Extract to read →
--------
This album is on my list of "Greatest Albums Ever". When I think "trip hop" I think this album, though I suspect many would question this judgement.

It features excellent beats that ride the fine line between hip hop and drum n bass. These beats have that groovey back beat syncopation that shouts "old school funk". But also they ooze an oomph and crunchiness that one usually finds in drum n bass and other forms of electronica, yet they never descend to the crass phonic abuse and pointlessly irritating breakbeating that drum n bass so often does. Additionally the tracks on this album feature increadible harmonic depth that somehow seems to sway between stark ice-cold beauty and warm smothering comeliness. Crusty synthesiser noises, samples from film soundtracks, and more are blended with the care, precision, and taste that one would expect from the master chefs that are Boards of Canada.

Having listend to this album a vast number of times, my recipe for a mind-melting sonic experience using this album is as follows:
Ingredients:
* One sofa, reclining chair, futon, or similar device enabling the occupation of a recumbant position in comfort for approximately 65 minutes.
* One copy of "Music Has The Right To Children" by Boards of Canada. Preferably on clean unscratched vinyl. And get a new needle for your record player.
* One good stereo power amplifer capable of at least 40 watts RMS output, and equipped with at least one pair of good quality speakers. An amplifer that was made before CDs were invented is better. Look for the presence of record player (i.e. "phono") inputs on the back of it. Trust me on this one. Also two pairs of good speakers is better then one pair.
* One quiet room with soft ambient lighting in which one feels comfortable and can be present for approximately 65 minutes without fear of disturbance.
* One quantity of marijuana or hashish, sufficient to produce a strong yet not oppressive level of stoned.
Method:
1) Arrange in the room all the other ingredients.
2) Smoke the marijuana. Wait 5-10 minutes for it to really kick in.
3) Play the album.
4) Enjoy.
Serves one person. Can be made to serve more; simply increase seating arrangements and marijuana supply as neccessary.
I find this recipe to produce a most delictable meal for the mind. I find it a blissful one hour that leaves me invigourated yet relaxed, and my mood invariably raised.

I would recommend this album to anyone who gets into DJ Shadow (he's about the only well known artist I've been listening to recently that comes to mind as producing something along the same lines). On the lesser known front, I would compare this album (and recommend to anyone who likes it) the works of artists from Ninja Tunes and affiliated labels, in particular The Herbaliser, Neotropic, and Amon Tobin.

Music Has the Right to Children was released by Boards of Canada in 1998 on both Warp (as catalogue number WARP55) and Skam Records (as SKALD1). The tracklist is as follows:

  1. Wildlife Analysis (1:17)
  2. An Eagle in your Mind (2:08)
  3. The Color of the fire (1:45)
  4. Telephasic Workshop (6:35)
  5. Triangles & Rhombuses (1:50)
  6. Sixtyten (5:48)
  7. Turquoise Hexagon Sun (2:51)
  8. Kaini Industries (0:59)
  9. Bocuma (1:36)
  10. Roygbiv (2:31)
  11. Rue the Whirl (6:39)
  12. Aquarius (5:58)
  13. Olson (1:31)
--------
Given material →
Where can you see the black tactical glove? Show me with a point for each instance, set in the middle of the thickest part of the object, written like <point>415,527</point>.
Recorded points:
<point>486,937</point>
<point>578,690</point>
--------
Extract the part of the album review from "Music Has the Right to Children was" to "Wildlife Analysis (1:17)". The material has nothing to do with this work.

Output below →
Music Has the Right to Children was released by Boards of Canada in 1998 on both Warp (as catalogue number WARP55) and Skam Records (as SKALD1). The tracklist is as follows:

  1. Wildlife Analysis (1:17)